■ **Problem details**: Find every line in the listing below that contains the string "viewBox" and copy each one out in full.

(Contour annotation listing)
----------------

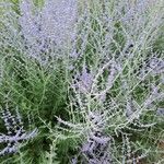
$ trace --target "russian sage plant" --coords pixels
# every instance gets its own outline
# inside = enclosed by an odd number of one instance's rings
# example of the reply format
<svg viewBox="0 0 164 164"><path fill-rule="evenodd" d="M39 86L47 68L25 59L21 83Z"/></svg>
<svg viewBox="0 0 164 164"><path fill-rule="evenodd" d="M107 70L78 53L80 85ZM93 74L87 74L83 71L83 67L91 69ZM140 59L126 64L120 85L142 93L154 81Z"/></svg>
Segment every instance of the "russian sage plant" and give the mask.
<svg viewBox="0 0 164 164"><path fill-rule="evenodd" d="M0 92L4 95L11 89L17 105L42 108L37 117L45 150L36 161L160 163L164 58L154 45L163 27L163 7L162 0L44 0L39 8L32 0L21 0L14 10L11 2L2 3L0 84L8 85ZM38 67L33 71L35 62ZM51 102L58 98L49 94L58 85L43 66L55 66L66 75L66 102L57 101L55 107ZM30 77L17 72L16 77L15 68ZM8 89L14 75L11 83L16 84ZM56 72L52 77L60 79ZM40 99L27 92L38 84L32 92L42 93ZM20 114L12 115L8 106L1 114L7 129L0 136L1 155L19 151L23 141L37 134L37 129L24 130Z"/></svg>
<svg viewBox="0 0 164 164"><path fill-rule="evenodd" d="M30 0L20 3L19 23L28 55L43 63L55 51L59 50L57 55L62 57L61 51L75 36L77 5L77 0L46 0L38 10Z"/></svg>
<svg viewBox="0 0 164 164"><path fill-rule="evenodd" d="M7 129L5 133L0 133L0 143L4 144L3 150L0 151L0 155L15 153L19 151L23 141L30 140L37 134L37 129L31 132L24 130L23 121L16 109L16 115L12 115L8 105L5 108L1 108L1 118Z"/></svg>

----------------

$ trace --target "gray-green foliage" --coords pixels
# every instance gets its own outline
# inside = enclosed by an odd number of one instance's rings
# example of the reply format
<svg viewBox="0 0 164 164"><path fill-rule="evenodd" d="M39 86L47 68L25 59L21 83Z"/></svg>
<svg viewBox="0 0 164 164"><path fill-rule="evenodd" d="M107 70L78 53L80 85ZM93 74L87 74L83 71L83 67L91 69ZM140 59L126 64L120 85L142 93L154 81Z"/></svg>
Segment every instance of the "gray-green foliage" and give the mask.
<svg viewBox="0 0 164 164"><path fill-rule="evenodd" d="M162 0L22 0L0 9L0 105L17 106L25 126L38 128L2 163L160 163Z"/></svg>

----------------

■ **Correct answer**:
<svg viewBox="0 0 164 164"><path fill-rule="evenodd" d="M39 86L47 68L25 59L21 83Z"/></svg>
<svg viewBox="0 0 164 164"><path fill-rule="evenodd" d="M107 70L78 53L80 85ZM93 74L87 74L83 71L83 67L91 69ZM140 59L126 64L120 85L142 93L154 81Z"/></svg>
<svg viewBox="0 0 164 164"><path fill-rule="evenodd" d="M0 92L4 95L11 89L17 105L42 108L37 117L45 150L36 161L160 163L164 58L154 45L163 27L163 7L162 0L44 0L39 8L32 0L21 0L14 10L11 2L2 3L0 84L8 85ZM38 67L33 71L35 62ZM51 102L58 98L49 94L58 85L43 66L55 66L66 75L66 102L57 101L55 107ZM30 77L17 72L16 77L15 68ZM8 89L14 75L11 83L16 84ZM56 72L52 77L60 79ZM40 99L27 92L38 84L32 92L42 93ZM20 114L12 115L8 106L1 114L7 129L0 136L1 155L19 151L23 141L37 134L37 129L24 130Z"/></svg>
<svg viewBox="0 0 164 164"><path fill-rule="evenodd" d="M30 0L20 3L19 23L28 55L43 63L55 51L59 50L57 55L62 57L61 51L75 36L77 5L77 0L46 0L38 10Z"/></svg>
<svg viewBox="0 0 164 164"><path fill-rule="evenodd" d="M7 129L5 133L0 133L0 143L4 144L3 150L0 151L0 155L15 153L19 151L23 141L30 140L37 134L37 129L31 132L24 130L23 121L16 109L16 115L12 115L8 105L5 108L1 108L1 118Z"/></svg>
<svg viewBox="0 0 164 164"><path fill-rule="evenodd" d="M39 86L47 68L25 59L21 83Z"/></svg>
<svg viewBox="0 0 164 164"><path fill-rule="evenodd" d="M107 70L78 53L80 85ZM93 74L87 74L83 71L83 67L91 69ZM140 59L126 64L120 85L142 93L154 81Z"/></svg>
<svg viewBox="0 0 164 164"><path fill-rule="evenodd" d="M162 0L22 0L0 9L0 105L17 106L25 126L38 128L2 163L160 163Z"/></svg>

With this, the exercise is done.